#### [Given problem A]
Please reproduce the passage of the blog extract between "Unless you want" and "the S3 URL.", inclusive.
#### [Given problem B]
Answer these from the blog extract, one per line, marked (i), (ii), (iii):
(i) Which editor does the writer prefer for editing index.html?
(ii) Which AWS region does the writer choose?
(iii) What must the name of an S3 bucket used for a website match?
#### [Given problem C]
Shorten the paragraph of the blog extract that begins "Unless you want your website", keeping its main facts.

#### [Extract provided]
□ □ □ □ □ □ □

I edit the index.html (I prefer Atom for this).

Set the Title, between the provided tags. I am going with “WordCasa Blog”

Change the default text, I am going with “Hello world! This is the WordCasa blog.”

Also I would like to add the publication timestamp. I am not completely sure on this syntax and method so might come back to it. To keep it moving I am going with this format, in the “head” section.

<meta property="article:published_time" content="2018-03-19T01:57:10+12:00" />
<meta property="article:modified_time" content="2018-03-19T01:57:40+12:00" />

As the index.html will be a home page, I will also add a link to our first page, this one!

Other file changes

Because I don’t want any crawling to take place yet, I also edit robots.txt and change to look like this.

# www.robotstxt.org/

User-agent: *
Disallow: /

None of the logos or finesse is in there yet but I believe this is good enough for deploying our hello world web site so let’s move on to the next page, on setting up our domain, bucket, cloudfront and deploying.

2: Building a basic S3 website with domain, cloudfront and https

Mar 19, 2018

There are many articles of this nature around so I will not go into too deep a dive in all places.

Domain

Unless you want your website to have a very long s3 bucket name or a generic cloudfront distribution name, you will need a domain. The requirements for provider are completely up to you, the main prerequisite being that your provider allows you to add a CNAME entry to divert web traffic to the S3 URL.

It’s not an endorsement but I have been using gandi.net as I saw them once referred to by Amazon, and so far they seem good all around.

If planning on using Cloudfront the domain should be ready in advance.

S3 Bucket

You will need:

An Amazon AWS account
A favourite region, in my case I will choose Oregon, being us-west-2
An IAM user with adequate permissions to write to a/your bucket
The AWS CLI installed
CLI Credentials for writing to that bucket

Bucket creation

Here’s a tip that might save you a lot of trouble. When making an S3 bucket for website purposes, the bucket name must be the same as the ultimate URL. So if your URL is going to be https://example.com then the bucket should be called example.com

The AWS documentation on setting up an S3 web site is valuable here.

□ □ □ □ □ □ □

#### [Source excerpt]
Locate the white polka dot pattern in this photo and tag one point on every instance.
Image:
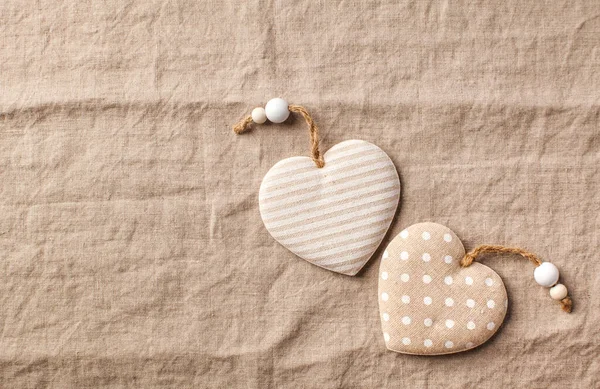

□ □ □ □ □ □ □

#### [Problem solution A]
Unless you want your website to have a very long s3 bucket name or a generic cloudfront distribution name, you will need a domain. The requirements for provider are completely up to you, the main prerequisite being that your provider allows you to add a CNAME entry to divert web traffic to the S3 URL.

#### [Problem solution B]
(i) Atom
(ii) Oregon (us-west-2)
(iii) The ultimate URL of the website

#### [Problem solution C]
A domain is needed unless a very long S3 bucket name or a generic CloudFront distribution name is acceptable. Any provider will do, provided it allows a CNAME entry that diverts web traffic to the S3 URL.